Data records
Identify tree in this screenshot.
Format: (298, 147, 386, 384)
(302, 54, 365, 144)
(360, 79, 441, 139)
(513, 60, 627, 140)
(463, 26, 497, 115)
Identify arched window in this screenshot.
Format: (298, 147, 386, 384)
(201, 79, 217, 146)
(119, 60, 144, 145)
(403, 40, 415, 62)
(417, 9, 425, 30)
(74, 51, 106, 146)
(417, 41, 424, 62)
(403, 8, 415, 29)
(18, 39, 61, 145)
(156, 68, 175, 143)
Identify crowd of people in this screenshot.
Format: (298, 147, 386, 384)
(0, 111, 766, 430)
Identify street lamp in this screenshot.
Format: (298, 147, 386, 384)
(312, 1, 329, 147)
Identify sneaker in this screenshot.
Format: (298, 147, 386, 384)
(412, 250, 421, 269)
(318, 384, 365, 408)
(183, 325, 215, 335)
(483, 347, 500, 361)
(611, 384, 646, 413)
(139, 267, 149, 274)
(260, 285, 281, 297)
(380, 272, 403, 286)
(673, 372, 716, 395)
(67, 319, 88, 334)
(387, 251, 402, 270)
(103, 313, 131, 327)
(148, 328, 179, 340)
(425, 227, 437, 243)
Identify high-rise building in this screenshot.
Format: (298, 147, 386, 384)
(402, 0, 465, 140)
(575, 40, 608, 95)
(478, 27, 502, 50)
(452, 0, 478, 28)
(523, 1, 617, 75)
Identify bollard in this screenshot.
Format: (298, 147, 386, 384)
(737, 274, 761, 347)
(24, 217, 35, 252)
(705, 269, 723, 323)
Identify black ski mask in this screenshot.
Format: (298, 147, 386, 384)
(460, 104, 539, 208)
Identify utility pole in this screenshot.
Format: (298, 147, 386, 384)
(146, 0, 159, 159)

§ WORK ORDER
Please give only the count of lines above containing "Identify".

§ EXERCISE ANSWER
9